→ **SELECTED EXTRACT**
With Gandhiji in Ceylon, pp. 108-09

A curriculum of religious instruction should include a study of the tenets of faiths other than one’s own. For this purpose the students should be trained to cultivate the habit of understanding and appreciating the doctrines of various great religions of the world in a spirit of reverence and broadminded tolerance. This, if properly done, would help to give them a spiritual assurance and a better appreciation of their own religion. There is one rule, however, which should always be kept in mind while studying all great religions and that is, that one should study them only through the writings of known votaries of the respective religions. For instance, if one wants to study theBhagavata one should do so not through a translation of it made by a hostile critic but one prepared by a lover of the Bhagavata. Similarly to study the Bible one should study it through the commentaries of devoted Christians. This study of other religions besides one’s own will give one a grasp of the rock-bottom unity of all religions and afford a glimpse also of that universal and absolute truth which lies beyond the ‘dust of creeds and faiths’.

→ **DATASET EXCERPTS**
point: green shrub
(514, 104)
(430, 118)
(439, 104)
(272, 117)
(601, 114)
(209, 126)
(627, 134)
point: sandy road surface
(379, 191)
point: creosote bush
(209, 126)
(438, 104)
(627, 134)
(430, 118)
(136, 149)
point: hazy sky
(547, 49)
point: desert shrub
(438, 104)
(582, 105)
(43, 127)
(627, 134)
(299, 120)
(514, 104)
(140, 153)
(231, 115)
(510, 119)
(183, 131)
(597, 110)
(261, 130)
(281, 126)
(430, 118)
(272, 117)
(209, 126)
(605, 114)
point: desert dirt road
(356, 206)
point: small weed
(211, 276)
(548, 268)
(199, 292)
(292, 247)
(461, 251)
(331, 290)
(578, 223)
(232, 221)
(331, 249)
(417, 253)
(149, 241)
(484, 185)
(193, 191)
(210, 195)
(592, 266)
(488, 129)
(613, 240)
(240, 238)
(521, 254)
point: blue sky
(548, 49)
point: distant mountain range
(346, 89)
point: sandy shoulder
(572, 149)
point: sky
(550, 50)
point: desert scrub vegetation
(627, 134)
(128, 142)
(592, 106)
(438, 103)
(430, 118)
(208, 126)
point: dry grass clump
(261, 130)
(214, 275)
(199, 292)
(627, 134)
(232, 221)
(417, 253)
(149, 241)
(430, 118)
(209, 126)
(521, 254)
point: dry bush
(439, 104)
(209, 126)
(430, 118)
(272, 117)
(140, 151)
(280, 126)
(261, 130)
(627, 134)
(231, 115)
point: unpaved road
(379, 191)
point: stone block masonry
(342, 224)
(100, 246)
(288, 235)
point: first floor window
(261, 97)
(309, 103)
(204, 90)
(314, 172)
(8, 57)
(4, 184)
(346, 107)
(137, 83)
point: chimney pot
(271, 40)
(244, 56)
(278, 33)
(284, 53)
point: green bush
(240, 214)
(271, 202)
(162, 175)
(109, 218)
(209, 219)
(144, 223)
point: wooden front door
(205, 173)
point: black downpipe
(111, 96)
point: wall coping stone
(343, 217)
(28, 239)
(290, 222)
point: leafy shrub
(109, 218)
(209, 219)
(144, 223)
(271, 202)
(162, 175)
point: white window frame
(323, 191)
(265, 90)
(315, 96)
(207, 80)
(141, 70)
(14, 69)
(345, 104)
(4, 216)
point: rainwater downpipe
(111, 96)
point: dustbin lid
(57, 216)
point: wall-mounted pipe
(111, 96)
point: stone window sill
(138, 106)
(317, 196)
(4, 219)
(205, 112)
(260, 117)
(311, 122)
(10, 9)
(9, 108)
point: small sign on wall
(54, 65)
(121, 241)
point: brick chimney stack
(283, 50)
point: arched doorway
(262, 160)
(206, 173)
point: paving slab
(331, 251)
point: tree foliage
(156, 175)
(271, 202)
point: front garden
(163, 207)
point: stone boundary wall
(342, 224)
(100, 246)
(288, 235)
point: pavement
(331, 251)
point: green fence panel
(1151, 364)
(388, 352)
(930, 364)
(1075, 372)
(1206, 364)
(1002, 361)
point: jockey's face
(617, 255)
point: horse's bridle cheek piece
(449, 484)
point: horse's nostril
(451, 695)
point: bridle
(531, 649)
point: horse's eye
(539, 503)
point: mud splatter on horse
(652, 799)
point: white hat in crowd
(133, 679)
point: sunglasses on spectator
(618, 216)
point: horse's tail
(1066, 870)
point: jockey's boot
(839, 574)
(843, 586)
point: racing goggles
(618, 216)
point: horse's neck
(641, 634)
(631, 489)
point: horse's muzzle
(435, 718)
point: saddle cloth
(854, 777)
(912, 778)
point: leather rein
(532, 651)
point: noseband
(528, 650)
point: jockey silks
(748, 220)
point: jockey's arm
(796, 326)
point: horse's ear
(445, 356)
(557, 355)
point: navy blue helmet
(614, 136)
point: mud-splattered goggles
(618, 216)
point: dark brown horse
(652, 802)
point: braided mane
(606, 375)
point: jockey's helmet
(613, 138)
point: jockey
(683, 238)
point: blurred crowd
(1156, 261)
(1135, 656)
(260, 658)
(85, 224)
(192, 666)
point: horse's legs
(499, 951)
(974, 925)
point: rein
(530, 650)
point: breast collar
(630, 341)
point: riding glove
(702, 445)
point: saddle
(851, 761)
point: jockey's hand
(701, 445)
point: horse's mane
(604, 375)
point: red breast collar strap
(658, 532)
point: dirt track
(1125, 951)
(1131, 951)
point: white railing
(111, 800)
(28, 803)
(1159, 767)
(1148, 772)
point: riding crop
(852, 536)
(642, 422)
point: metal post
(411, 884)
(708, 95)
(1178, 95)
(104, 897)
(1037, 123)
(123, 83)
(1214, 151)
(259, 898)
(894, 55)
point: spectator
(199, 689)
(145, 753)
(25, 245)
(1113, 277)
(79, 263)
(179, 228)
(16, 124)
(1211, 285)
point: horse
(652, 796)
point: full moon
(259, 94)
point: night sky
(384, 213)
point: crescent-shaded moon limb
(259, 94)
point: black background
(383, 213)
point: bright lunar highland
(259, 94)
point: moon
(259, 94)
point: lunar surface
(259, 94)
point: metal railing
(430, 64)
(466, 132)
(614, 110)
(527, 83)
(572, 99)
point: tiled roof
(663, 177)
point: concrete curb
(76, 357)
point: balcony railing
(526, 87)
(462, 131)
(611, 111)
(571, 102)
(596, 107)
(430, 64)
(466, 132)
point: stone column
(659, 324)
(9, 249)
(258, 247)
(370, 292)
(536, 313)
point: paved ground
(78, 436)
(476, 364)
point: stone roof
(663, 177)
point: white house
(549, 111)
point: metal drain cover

→ **PROBLEM SET**
1. Answer these questions about the passage on religious instruction:
(a) What should a curriculum of religious instruction include?
(b) Whose writings should one use when studying the great religions?
(c) Through what should one study the Bible?
2. Extend the passage on religious instruction past its final sentence.

→ **OUTPUTS**
1.
(a) A study of the tenets of faiths other than one's own.
(b) The writings of known votaries of the respective religions.
(c) The commentaries of devoted Christians.

2.
Let no one even for a moment entertain the fear that a reverent study of other religions is likely to weaken or shake one’s faith in one’s own. The Hindu system of philosophy regards all religions as containing the elements of truth in them and enjoins an attitude of respect and reverence towards them all. This of course presupposes regard for one’s own religion. Study and appreciation of other religions need not cause a weakening of that regard; it should mean extension of that regard to other religions.
In this respect religion stands on the same footing as culture. Just as preservation of one’s own culture does not mean contempt for that of others, but requires assimilation of the best that there may be in all the other cultures, even so should be the case with religion. Our present fears and apprehensions are a result of the poisonous atmosphere of mutual hatred, ill-will and distrust. We are constantly labouring under a nightmare of fear some one should stealthily undermine our faith or the faith or the faith of those who are dear and near to us. But this unnatural state will cease when we have learnt to cultivate respect and tolerance towards other religions and their votaries.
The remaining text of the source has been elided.